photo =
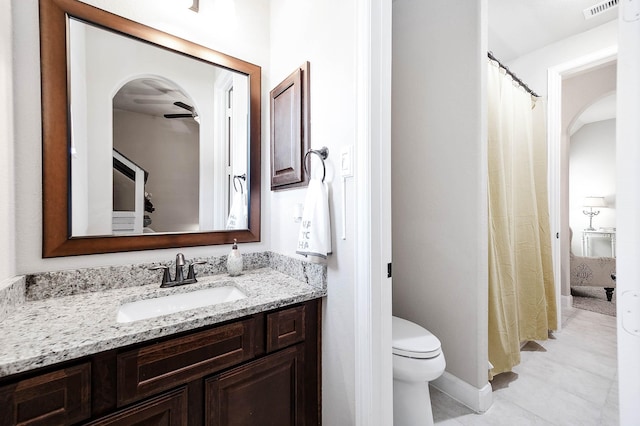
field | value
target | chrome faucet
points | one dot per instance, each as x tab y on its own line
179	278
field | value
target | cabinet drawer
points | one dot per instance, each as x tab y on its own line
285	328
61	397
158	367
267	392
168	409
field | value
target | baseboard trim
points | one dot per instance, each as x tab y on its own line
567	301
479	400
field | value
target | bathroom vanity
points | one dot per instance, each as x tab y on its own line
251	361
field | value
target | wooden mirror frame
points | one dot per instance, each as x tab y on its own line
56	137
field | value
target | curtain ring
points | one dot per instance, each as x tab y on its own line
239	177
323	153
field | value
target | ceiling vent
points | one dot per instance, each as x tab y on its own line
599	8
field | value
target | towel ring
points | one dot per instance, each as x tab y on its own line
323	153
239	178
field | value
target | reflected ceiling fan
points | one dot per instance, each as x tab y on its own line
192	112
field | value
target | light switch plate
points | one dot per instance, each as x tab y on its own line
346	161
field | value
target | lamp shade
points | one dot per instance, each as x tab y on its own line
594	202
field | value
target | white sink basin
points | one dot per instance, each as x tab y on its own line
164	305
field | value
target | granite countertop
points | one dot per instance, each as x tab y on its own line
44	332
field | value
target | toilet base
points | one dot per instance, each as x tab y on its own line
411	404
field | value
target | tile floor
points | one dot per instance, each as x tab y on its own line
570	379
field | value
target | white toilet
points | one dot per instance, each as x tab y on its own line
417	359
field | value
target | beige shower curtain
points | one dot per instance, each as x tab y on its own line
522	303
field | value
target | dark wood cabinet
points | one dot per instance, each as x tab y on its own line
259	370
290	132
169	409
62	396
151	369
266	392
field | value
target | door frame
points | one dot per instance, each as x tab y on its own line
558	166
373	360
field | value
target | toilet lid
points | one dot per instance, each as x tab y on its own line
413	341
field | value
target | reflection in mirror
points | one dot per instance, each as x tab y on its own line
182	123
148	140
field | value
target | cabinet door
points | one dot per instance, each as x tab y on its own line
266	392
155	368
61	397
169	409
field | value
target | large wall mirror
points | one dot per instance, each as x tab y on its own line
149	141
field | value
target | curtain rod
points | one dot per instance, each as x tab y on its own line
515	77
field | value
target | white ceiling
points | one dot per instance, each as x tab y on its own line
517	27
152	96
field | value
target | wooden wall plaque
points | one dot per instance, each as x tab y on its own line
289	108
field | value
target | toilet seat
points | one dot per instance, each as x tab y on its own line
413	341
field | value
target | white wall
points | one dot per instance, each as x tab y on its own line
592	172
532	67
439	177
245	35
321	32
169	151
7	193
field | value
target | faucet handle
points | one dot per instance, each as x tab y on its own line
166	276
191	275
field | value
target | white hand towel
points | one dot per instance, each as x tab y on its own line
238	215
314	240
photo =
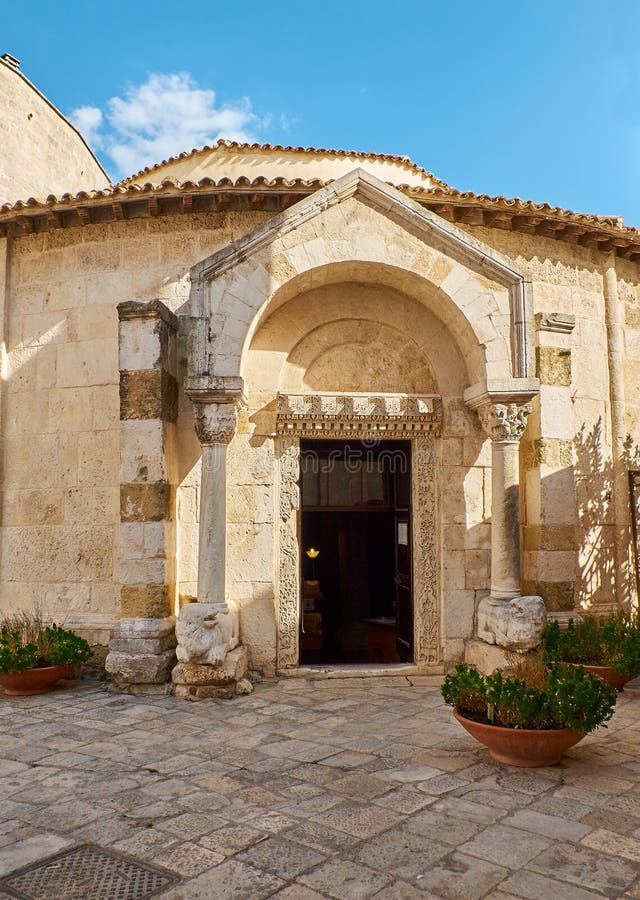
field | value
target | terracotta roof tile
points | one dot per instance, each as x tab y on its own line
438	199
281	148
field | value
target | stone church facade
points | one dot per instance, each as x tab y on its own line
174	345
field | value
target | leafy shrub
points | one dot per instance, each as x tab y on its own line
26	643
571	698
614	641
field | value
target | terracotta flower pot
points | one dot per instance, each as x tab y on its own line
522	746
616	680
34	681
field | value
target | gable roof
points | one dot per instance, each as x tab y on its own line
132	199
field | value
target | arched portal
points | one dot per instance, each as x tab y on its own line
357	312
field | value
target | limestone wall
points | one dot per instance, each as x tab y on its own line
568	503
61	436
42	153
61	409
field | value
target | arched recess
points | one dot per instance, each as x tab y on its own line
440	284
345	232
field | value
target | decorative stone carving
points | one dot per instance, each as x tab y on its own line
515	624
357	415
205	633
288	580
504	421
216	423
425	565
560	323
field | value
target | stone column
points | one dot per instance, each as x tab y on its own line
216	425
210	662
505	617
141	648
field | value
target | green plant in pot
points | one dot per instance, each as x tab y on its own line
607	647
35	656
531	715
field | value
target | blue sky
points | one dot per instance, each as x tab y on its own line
◇ ◇ ◇ ◇
- **Task objective**: Show each line above that contains the string "ceiling". Treat uppercase and lowercase letters as different.

- **Solved exercise**:
target | ceiling vent
target | reflected ceiling fan
target | white ceiling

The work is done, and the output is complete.